(Point annotation records)
-- start --
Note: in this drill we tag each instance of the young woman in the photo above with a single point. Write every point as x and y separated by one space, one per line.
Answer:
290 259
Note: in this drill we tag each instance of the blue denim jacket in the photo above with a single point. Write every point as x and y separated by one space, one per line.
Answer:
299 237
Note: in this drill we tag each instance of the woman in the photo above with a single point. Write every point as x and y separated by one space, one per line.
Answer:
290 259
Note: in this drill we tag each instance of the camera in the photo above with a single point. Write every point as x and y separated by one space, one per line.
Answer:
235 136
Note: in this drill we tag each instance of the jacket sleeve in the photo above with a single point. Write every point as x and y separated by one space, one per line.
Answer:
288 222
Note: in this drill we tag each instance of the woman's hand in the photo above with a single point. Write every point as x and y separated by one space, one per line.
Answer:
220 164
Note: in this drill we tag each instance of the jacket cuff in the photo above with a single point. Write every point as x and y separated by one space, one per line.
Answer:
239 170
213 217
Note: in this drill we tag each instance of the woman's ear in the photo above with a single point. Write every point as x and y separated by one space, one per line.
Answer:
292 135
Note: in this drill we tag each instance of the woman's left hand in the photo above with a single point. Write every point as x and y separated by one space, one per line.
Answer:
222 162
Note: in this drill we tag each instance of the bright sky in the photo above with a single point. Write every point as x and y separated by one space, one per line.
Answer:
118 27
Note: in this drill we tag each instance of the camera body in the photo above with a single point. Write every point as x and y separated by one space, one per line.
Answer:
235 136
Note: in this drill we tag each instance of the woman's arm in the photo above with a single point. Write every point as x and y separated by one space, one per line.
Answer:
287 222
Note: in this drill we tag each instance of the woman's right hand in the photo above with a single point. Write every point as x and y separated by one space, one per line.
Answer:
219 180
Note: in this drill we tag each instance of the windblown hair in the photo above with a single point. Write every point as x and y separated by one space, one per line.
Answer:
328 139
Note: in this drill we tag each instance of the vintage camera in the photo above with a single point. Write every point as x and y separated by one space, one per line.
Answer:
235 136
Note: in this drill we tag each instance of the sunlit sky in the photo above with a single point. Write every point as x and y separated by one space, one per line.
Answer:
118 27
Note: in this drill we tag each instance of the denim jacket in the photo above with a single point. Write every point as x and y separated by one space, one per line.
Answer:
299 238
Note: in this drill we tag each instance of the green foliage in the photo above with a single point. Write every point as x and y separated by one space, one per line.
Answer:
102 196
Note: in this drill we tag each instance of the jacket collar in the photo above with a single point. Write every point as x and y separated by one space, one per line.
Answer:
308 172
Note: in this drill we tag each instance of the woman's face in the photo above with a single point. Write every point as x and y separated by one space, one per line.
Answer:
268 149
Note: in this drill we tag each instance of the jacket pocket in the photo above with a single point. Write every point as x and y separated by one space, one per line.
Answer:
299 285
-- end --
## WHAT IS ASKED
Quote exactly what appears from the line containing "Note: in this drill we tag each instance of the bright" through the final line of the listing above, including both of those lines.

## TASK RESPONSE
Note: in this drill we tag each instance of the bright sky in the photo above with a single point. Write every point as x and y separated by one space, one per line.
Answer:
118 27
Note: in this drill we tag each instance of the camera body in the photo above with a single point. Write every point as x and y separated by one space, one per line.
Answer:
235 136
Note: in this drill we tag each instance of the woman's arm in the photo above with a single point. Write every point as x and y separated by one space, one per line.
Answer:
287 222
Note: in this drill we tag each instance of the woman's right hand in the photo above with a single point. Write every point as x and y separated by one space, one per line.
Answer:
219 180
Note: in this drill we tag each instance of the windblown hair in the photo above with a single point. Write every point as x and y separated by one space, one per line.
Answer:
328 139
Note: in this drill we tag each instance of the vintage camera in the photo above with a single point. Write every point as x and y separated by one space, one per line.
Answer:
235 136
Note: in this drill we tag each instance of the sunlit sky in the photo above with a single point. Write every point as x and y separated by one space, one per line.
Answer:
118 27
Note: in this drill we tag each instance of the denim jacket in the photo above with a single point. Write every point as x and y separated by one space, one per line.
Answer:
299 238
Note: in this drill we tag each instance of the green foliage in the photo above with a single point. Write every point as x and y separated by one space, one per line.
Answer:
102 196
Note: in this drill we tag each instance of the jacket collar in the photo above with a single point. Write every point as x and y separated by one space, one per line.
Answer:
308 172
Note: in this drill we tag each instance of the woman's face in the photo above with a single point. Write every point as x and y separated by one space, one per line.
Answer:
268 149
Note: in this drill we tag each instance of the jacket pocket in the photo above with a single point. Write every point as x and y separated by one space, one per line.
Answer:
299 285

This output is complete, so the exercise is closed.